Work required: Rewrite everything in the listing from the line containing "For every instance of the hand" down to the line containing "[[28, 94], [19, 77], [53, 74]]", both lines included. Multiply each point coordinate in the answers by 2.3 and round it to a whole number, with halves rounded up, but leave the requests and their format samples unchanged.

Records provided:
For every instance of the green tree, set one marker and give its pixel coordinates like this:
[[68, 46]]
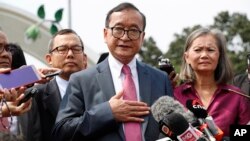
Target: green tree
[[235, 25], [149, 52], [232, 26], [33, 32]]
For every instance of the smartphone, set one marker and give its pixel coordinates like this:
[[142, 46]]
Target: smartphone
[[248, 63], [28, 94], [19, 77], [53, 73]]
...
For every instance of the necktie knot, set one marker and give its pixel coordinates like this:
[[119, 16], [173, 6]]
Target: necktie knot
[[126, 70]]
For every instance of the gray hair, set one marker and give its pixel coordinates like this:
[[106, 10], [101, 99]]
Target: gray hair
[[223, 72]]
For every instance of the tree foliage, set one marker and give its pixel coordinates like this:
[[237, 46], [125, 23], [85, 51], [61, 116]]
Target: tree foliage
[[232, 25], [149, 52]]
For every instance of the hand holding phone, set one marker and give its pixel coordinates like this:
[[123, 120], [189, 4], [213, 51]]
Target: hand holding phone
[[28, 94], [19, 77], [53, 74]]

Final result:
For every instance of the hand holding phone, set one marker and give its pixel coordinates like this:
[[123, 120], [189, 4], [213, 51]]
Target: hand holding phone
[[64, 216], [44, 177], [122, 170]]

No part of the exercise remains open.